#### DATASET EXTRACT ####
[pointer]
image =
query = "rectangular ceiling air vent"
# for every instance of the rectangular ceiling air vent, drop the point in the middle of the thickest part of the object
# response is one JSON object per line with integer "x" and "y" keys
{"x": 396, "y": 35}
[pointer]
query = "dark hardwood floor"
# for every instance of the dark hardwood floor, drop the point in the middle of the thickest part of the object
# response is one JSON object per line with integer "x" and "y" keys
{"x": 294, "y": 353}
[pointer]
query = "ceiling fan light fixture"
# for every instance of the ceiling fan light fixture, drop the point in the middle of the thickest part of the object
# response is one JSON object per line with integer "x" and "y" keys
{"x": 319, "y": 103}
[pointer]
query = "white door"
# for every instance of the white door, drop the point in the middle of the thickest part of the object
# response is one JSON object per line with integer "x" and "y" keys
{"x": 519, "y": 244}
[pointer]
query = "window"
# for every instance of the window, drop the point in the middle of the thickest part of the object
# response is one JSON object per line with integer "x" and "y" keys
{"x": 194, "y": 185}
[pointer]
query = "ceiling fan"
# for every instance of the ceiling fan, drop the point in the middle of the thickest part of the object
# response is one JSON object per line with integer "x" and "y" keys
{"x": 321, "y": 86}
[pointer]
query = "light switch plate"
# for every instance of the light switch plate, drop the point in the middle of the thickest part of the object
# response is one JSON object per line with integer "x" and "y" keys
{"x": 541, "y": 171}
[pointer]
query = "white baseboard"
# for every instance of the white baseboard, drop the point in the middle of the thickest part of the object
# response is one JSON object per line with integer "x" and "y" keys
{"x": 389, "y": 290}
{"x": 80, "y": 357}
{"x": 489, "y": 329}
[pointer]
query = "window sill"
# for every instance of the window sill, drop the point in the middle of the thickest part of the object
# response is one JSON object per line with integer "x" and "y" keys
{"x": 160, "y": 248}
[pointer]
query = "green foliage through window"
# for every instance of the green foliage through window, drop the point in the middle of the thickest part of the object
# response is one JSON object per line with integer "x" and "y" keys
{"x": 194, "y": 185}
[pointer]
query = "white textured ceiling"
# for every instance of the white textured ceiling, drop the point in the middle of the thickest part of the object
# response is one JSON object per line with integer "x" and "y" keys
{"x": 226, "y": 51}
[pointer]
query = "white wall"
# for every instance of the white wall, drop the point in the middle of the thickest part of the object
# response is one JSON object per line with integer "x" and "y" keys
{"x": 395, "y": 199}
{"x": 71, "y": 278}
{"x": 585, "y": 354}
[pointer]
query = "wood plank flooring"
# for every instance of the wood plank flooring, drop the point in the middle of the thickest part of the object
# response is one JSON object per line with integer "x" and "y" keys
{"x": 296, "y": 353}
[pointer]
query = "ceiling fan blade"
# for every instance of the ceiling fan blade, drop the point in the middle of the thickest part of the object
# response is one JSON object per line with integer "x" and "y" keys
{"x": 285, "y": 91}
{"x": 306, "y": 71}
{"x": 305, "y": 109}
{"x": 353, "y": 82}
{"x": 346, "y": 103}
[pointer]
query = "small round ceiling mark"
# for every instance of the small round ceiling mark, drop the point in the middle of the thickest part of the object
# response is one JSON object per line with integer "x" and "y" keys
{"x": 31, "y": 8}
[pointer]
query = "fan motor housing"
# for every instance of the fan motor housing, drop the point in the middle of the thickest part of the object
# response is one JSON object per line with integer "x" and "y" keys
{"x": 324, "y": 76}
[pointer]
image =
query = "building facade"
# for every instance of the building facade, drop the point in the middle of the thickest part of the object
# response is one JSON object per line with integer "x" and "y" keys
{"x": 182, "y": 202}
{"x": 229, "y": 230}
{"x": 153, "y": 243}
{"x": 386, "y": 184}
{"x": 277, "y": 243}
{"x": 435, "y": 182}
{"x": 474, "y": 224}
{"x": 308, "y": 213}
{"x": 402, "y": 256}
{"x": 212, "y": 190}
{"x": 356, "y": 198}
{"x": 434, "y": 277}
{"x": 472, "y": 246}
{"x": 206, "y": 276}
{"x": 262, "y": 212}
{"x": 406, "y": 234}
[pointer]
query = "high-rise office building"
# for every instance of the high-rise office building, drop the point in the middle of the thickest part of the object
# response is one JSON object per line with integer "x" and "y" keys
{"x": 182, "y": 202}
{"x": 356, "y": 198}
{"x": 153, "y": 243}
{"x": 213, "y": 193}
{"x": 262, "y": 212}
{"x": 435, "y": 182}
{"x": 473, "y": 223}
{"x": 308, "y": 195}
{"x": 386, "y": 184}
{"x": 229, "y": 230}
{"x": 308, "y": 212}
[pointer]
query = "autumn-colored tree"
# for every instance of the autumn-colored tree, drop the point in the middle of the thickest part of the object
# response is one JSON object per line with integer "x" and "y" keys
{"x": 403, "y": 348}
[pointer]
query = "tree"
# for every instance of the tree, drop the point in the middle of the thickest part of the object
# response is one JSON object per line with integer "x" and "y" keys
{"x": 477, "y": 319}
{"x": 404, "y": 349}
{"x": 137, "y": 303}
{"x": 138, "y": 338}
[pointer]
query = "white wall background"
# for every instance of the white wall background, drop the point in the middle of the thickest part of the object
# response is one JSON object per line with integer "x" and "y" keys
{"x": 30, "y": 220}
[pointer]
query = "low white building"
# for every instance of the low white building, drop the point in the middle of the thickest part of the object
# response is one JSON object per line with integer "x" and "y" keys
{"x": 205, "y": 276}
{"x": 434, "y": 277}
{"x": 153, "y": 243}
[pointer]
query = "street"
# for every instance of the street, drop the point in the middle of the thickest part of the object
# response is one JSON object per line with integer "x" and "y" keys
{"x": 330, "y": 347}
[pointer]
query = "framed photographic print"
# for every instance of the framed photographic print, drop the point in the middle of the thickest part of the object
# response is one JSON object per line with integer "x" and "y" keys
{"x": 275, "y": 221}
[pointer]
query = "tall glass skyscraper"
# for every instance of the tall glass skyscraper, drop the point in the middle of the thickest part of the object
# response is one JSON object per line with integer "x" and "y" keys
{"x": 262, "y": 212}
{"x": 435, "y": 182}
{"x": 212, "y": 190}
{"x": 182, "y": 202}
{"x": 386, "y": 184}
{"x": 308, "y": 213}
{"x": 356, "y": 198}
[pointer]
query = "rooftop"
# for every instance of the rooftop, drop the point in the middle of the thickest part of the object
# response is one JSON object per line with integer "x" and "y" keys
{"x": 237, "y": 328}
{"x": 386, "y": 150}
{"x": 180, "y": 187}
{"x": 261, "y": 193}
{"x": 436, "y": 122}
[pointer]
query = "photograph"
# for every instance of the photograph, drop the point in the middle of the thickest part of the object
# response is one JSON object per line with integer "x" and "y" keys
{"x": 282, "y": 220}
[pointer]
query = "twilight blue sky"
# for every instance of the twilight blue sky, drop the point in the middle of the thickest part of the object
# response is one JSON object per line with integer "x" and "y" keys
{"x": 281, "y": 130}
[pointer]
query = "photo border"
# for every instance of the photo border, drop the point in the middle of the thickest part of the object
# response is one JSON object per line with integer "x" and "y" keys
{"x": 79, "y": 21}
####
• AIM
Write out every entry again exactly, please, with nothing missing.

• THE RESULT
[pointer]
image =
query = "rectangular ceiling air vent"
# for every instance of the rectangular ceiling air vent, drop the point in the middle of the thickest part of the object
# response is one JSON object per line with integer "x" and "y" keys
{"x": 396, "y": 35}
[pointer]
query = "dark hardwood floor"
# for every instance of the dark hardwood floor, drop the point in the middle of the thickest part of the object
# response is one JSON object per line with integer "x" and "y" keys
{"x": 294, "y": 353}
[pointer]
query = "ceiling fan light fixture"
# for every instance of the ceiling fan light fixture, drop the point in the middle of the thickest part of the object
# response is one JSON object per line with integer "x" and "y" keys
{"x": 319, "y": 103}
[pointer]
query = "white door"
# for every instance of the white door, drop the point in the middle of the thickest part of the object
# response is one JSON object per line with integer "x" and "y" keys
{"x": 519, "y": 244}
[pointer]
query = "window"
# for every instance of the window, drop the point in the middle of the thickest part of the object
# response is one JSON object per line with integer "x" and "y" keys
{"x": 194, "y": 185}
[pointer]
query = "ceiling fan"
# for every instance of the ceiling fan, drop the point in the middle of the thickest part of the object
# response is one JSON object per line with integer "x" and "y" keys
{"x": 321, "y": 86}
[pointer]
query = "light switch plate"
# for every instance of the light switch plate, drop the point in the middle of the thickest part of the object
# response is one JSON object per line with integer "x" and "y" keys
{"x": 541, "y": 171}
[pointer]
query = "white baseboard"
# for every instance of the white baseboard, drop the point in the middle of the thickest part of the object
# response is one JSON object per line with integer "x" and "y" keys
{"x": 389, "y": 290}
{"x": 80, "y": 357}
{"x": 489, "y": 329}
[pointer]
query = "window sill"
# for every instance of the window sill, drop the point in the middle of the thickest part of the object
# response is one JSON object per line with integer "x" and "y" keys
{"x": 160, "y": 248}
[pointer]
query = "green foliage through window"
# for every instance of the green foliage through window, drop the point in the middle of the thickest part of the object
# response is one JSON object per line with integer "x" and "y" keys
{"x": 194, "y": 185}
[pointer]
query = "white textured ceiling"
# for every instance of the white textured ceiling, drop the point in the middle of the thickest part of the object
# response is one JSON object per line with integer "x" and "y" keys
{"x": 226, "y": 51}
[pointer]
query = "white wall"
# for every instance of the white wall, drop the point in the middle of the thickest part of the object
# response is one JSON object per line with integer "x" and "y" keys
{"x": 395, "y": 199}
{"x": 71, "y": 278}
{"x": 585, "y": 354}
[pointer]
query = "wood plank flooring"
# for every instance of the wood plank flooring, drop the point in the middle of the thickest part of the object
# response is one JSON object per line with integer "x" and "y" keys
{"x": 296, "y": 353}
[pointer]
query = "ceiling fan blade"
# for every instance of the ceiling fan blade, drop the point in the middle of the thickest part of the object
# response is one JSON object per line with integer "x" and "y" keys
{"x": 285, "y": 91}
{"x": 306, "y": 71}
{"x": 305, "y": 109}
{"x": 353, "y": 82}
{"x": 346, "y": 103}
[pointer]
query = "small round ceiling mark"
# for every instance of the small round ceiling mark, drop the point in the middle of the thickest part of the object
# response is one JSON object per line with integer "x" and "y" keys
{"x": 31, "y": 8}
[pointer]
query = "fan motor housing"
# for every instance of the fan motor housing, drop the point in the middle of the thickest part of the object
# response is one JSON object per line with integer "x" and "y" keys
{"x": 324, "y": 76}
[pointer]
image =
query = "building facade"
# for every instance of the building facade, drop the point in the middle of the thickest part of the object
# response is one JSON object per line with integer "x" and "y" keys
{"x": 182, "y": 202}
{"x": 229, "y": 230}
{"x": 153, "y": 243}
{"x": 386, "y": 184}
{"x": 277, "y": 243}
{"x": 435, "y": 182}
{"x": 474, "y": 224}
{"x": 308, "y": 213}
{"x": 402, "y": 256}
{"x": 212, "y": 190}
{"x": 356, "y": 198}
{"x": 434, "y": 277}
{"x": 472, "y": 246}
{"x": 206, "y": 276}
{"x": 262, "y": 212}
{"x": 406, "y": 234}
[pointer]
query = "high-rise office building"
# for every instance of the high-rise office building, drop the point in the middle of the thickest part of the object
# response is one JSON object per line with integer "x" and "y" keys
{"x": 182, "y": 202}
{"x": 356, "y": 198}
{"x": 153, "y": 243}
{"x": 213, "y": 193}
{"x": 262, "y": 212}
{"x": 435, "y": 182}
{"x": 473, "y": 223}
{"x": 308, "y": 195}
{"x": 386, "y": 184}
{"x": 229, "y": 230}
{"x": 308, "y": 212}
[pointer]
query = "autumn-colored tree"
# for every instance of the autumn-colored tree, drop the point in the middle of the thickest part of the object
# response is one JSON object per line with integer "x" and "y" keys
{"x": 403, "y": 348}
[pointer]
query = "tree"
# for every instance of the tree, drop the point in the middle of the thickest part of the object
# response is one JSON object per line with integer "x" and "y" keys
{"x": 477, "y": 319}
{"x": 404, "y": 349}
{"x": 137, "y": 303}
{"x": 138, "y": 338}
[pointer]
query = "white wall background"
# for every instance of the white wall background, drop the point in the middle of the thickest part of the object
# response is one JSON object per line with integer "x" and "y" keys
{"x": 30, "y": 220}
[pointer]
query = "low white building"
# for every instance of the low white building, drop the point in the middle of the thickest part of the object
# response is one JSON object per line with integer "x" and "y" keys
{"x": 205, "y": 276}
{"x": 434, "y": 277}
{"x": 153, "y": 243}
[pointer]
query = "street"
# for every instance of the street, drop the point in the middle of the thickest part of the object
# response is one JSON object per line with integer "x" and "y" keys
{"x": 330, "y": 347}
[pointer]
query = "framed photographic print"
# for every instance of the framed photographic print, drop the point in the middle of the thickest part of the object
# response is one JSON object per line with integer "x" and "y" keys
{"x": 275, "y": 221}
[pointer]
query = "tall glass skyscraper"
# for every instance of the tall glass skyscraper, drop the point in the middle of the thickest part of the object
# response is one JSON object per line with integer "x" and "y" keys
{"x": 262, "y": 212}
{"x": 435, "y": 182}
{"x": 212, "y": 190}
{"x": 182, "y": 202}
{"x": 386, "y": 184}
{"x": 308, "y": 213}
{"x": 356, "y": 198}
[pointer]
query = "rooftop"
# for every instance of the rooftop, drop the point in the middle of the thickest part of the object
# response is one JSON object per line with integer "x" and "y" keys
{"x": 237, "y": 328}
{"x": 386, "y": 150}
{"x": 180, "y": 187}
{"x": 261, "y": 193}
{"x": 436, "y": 122}
[pointer]
query = "photograph"
# for every instance of the photograph, drop the point in the middle of the thickest part of the object
# response is one JSON object per line with integer "x" and "y" keys
{"x": 282, "y": 220}
[pointer]
query = "twilight blue sky"
# for every instance of the twilight blue sky, drop the point in the middle of the thickest part of the object
# response is one JSON object per line with integer "x" and "y" keys
{"x": 281, "y": 130}
[pointer]
query = "photo border"
# for every instance of the photo border, drop the point in the middle of the thickest part of the object
# response is one JSON object per line with integer "x" and "y" keys
{"x": 79, "y": 21}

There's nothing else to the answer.